▸ STUDY TEXT
The 1942 alumna’s desire to improve the minds and lives of others led her to make what was at the time the single largest individual gift in the history of Georgia College. Her $1 million endowment created the Martha Daniel Newell Visiting Scholar program.
Newell’s gift will benefit the university in perpetuity, said Dr. Dorothy Leland in accepting the gift as Georgia College President in 2009. “The Martha Daniel Newell Visiting Scholar will be a prestigious appointment designed to attract top scholars in their fields and also elevate the academic profile of Georgia College and its liberal arts disciplines.”
Scholars will be selected from the arts, humanities, social sciences and physical sciences – the traditional disciplines of a liberal arts college and at the heart of a public liberal arts mission.
The gift came after Mrs. Newell watched Georgia College’s transformation during the past six decades from a women’s college to a regional co-ed college to the state’s designated public liberal arts university.
“What a transformation!” she said. “I started paying attention to the school as it became a liberal arts university. Then I began to see Georgia College mentioned in U.S. News & World Report and Kiplinger’s as a university to watch.”
Mrs. Newell knew she wanted to take part and offer expanded opportunities for students at Georgia College.
“I wanted to do something for the university that would offer a little extra to the students, and I wanted to do something for myself,” she said.
During a Fall 2009 visit to Georgia College, Mrs. Newell met with Dr. Leland and finalized her plans for the donation to establish the Martha Daniel Newell Visiting Scholar Endowment.

(Extracted records)
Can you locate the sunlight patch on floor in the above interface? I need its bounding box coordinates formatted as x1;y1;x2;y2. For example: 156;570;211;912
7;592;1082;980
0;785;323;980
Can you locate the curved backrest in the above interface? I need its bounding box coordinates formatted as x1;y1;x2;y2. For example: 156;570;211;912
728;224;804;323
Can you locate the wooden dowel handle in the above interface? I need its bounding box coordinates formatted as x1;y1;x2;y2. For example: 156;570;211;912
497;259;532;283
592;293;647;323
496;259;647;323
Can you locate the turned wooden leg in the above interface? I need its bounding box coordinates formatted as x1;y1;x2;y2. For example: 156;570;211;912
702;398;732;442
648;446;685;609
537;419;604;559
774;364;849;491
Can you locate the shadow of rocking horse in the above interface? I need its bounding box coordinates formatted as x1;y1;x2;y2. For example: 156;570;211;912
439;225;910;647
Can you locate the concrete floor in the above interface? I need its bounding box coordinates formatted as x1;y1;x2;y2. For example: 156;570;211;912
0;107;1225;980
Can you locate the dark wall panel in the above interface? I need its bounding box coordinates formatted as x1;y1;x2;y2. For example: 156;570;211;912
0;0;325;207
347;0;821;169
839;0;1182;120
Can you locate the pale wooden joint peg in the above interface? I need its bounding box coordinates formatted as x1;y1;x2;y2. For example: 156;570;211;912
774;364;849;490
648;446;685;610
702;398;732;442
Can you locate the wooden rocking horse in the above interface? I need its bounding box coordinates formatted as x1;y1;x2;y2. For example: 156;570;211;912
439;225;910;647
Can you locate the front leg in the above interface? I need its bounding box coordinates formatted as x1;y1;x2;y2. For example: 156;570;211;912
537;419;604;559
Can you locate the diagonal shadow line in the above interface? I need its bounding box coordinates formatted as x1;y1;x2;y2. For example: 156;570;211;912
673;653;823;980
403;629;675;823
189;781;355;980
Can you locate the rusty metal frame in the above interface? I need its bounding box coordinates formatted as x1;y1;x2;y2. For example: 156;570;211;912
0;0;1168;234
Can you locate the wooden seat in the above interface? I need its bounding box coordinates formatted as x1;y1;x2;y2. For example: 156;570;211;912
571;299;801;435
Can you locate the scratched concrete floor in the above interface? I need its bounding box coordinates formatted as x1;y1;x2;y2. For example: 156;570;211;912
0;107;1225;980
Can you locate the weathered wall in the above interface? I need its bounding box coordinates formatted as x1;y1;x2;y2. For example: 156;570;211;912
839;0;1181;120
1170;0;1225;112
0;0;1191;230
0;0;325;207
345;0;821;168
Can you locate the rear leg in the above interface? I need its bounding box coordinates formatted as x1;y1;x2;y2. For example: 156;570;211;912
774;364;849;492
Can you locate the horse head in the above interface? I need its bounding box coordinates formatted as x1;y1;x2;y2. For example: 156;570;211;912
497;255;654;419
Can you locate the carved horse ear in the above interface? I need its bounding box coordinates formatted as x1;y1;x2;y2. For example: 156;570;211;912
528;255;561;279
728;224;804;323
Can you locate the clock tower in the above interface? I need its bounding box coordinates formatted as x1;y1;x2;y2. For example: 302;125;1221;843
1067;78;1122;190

...

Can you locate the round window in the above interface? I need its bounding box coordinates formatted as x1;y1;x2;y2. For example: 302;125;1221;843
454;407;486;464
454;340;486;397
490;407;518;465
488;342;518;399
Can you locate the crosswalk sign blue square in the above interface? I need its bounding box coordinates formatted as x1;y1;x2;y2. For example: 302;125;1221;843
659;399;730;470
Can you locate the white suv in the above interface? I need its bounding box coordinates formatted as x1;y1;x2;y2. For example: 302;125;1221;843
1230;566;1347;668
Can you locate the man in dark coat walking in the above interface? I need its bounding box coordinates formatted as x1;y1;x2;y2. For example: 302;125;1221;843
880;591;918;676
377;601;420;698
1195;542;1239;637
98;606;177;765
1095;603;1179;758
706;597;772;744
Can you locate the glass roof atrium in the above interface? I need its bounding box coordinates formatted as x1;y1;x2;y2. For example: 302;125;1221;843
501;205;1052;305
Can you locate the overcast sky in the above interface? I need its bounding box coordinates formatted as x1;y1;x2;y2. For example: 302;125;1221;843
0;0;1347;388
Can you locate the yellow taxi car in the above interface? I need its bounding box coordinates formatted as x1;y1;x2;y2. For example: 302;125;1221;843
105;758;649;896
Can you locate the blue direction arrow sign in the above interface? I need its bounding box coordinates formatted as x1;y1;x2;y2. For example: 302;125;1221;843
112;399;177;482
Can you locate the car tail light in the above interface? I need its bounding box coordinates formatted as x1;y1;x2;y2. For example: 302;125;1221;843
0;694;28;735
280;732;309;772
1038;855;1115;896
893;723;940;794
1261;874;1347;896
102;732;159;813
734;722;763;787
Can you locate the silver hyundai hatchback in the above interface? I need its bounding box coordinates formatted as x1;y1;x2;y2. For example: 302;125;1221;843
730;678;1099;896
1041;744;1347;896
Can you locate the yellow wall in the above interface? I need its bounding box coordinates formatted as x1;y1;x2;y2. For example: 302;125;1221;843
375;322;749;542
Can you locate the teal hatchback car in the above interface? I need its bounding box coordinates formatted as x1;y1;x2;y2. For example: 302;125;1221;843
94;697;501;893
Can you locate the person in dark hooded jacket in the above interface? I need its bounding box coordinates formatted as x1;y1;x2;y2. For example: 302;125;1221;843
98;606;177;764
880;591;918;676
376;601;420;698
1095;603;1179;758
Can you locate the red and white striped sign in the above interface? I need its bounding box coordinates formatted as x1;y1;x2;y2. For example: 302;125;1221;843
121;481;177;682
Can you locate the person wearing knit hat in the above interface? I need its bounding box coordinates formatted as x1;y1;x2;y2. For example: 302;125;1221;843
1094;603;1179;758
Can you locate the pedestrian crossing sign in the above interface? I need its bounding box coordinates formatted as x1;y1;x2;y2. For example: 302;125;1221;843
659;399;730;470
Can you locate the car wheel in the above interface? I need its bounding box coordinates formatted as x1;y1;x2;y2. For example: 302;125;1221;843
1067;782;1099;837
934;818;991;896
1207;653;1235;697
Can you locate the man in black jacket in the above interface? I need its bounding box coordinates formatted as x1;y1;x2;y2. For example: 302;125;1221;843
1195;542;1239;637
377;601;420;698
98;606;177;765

▸ EXERCISE DETAILS
For each statement about the Newell gift text, answer yes or no on whether it agrees with the text, and quote the deciding words: (a) The endowment Mrs. Newell gave was $1 million. (b) Mrs. Newell finalized her donation plans during a Spring 2009 visit to Georgia College. (c) Scholars for the program will be chosen only from the physical sciences.

▸ SOLUTION TO THIS PROBLEM
(a) Yes: "Her $1 million endowment created the Martha Daniel Newell Visiting Scholar program."
(b) No: "During a Fall 2009 visit to Georgia College, Mrs. Newell met with Dr. Leland and finalized her plans for the donation"
(c) No: "Scholars will be selected from the arts, humanities, social sciences and physical sciences"